Problem description -> Please continue the GitHub issue thread about exporting sparse matrices to loom files with LoomExperiment, starting right after its last line.
(Text excerpt begins)
Bioconductor / LoomExperiment

A package to read, write, and manipulate loom files using LoomExperiments. Uses the loom file format from the Linnarson Lab. https://linnarssonlab.org/loompy/
https://www.bioconductor.org/packages/LoomExperiment
6 stars 5 forks source link

Is sparse matrix supported for exporting to loom file? #2

Closed nh3 closed 5 years ago

nh3 commented 5 years ago

The example in the vignette seems to be based on dense matrix only.

This is what I did:

> sce <- read10xCounts('test_data', col.names=TRUE)
> scle <- SingleCellLoomExperiment(sce)
> export(scle, 'test.loom')
Error in (function (classes, fdef, mtable)  : 
  unable to find an inherited method for function ‘.exportLoom’ for signature ‘"dgCMatrix"’

export() works on the same data if converted to dense matrix:

> assay(scle) <- as.matrix(assay(scle))
> export(scle, 'test_dense.loom')
(Text excerpt ends)
(Dataset records begins)
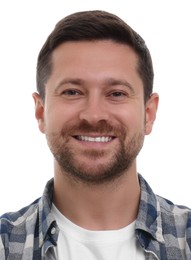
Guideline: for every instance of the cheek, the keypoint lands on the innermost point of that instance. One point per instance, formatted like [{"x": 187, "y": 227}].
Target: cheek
[
  {"x": 132, "y": 118},
  {"x": 57, "y": 116}
]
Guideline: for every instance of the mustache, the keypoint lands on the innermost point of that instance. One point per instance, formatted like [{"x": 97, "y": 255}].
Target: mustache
[{"x": 102, "y": 127}]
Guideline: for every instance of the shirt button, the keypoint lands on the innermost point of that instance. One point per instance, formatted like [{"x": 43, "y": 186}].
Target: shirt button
[{"x": 53, "y": 230}]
(Dataset records ends)
Exercise output ->
Warning message:
In h5createDataset(h5loc, name, dim, storage.mode = storage.mode(obj),  :
  You created a large dataset with compression and chunking. The chunk size is equal to the dataset dimensions. If you want to read subsets of the dataset, you should test smaller chunk sizes to improve read times. Turn off this warning with showWarnings=FALSE.

As loom uses a dense representation on disk, perhaps it's not too unreasonable to ask for dense matrices. But loompy does support taking sparse matrices and writing dense to disk. Having to do sparse -> dense conversion in memory is quite limiting.

dvantwisk commented 5 years ago

Thank you for the issue. We are looking into a way to efficiently write Matrix::SparseMatrix objects as dense matrices in the loomfile.

dvantwisk commented 5 years ago

I've pushed a change that I hope addresses your issue. I've added functionality for dgCMatrix in export as well as a few other changes to facilitate its usage. I couldn't use your example since I don't know where test_data comes from, so I've used an examples from DropletUtils.

library(LoomExperiment)
library(DropletUtils)

example(read10xCounts)
scle <- SingleCellLoomExperiment(sce10x2)

temp <- tempfile(fileext = ".loom")
export(scle, temp)
res <- import(temp)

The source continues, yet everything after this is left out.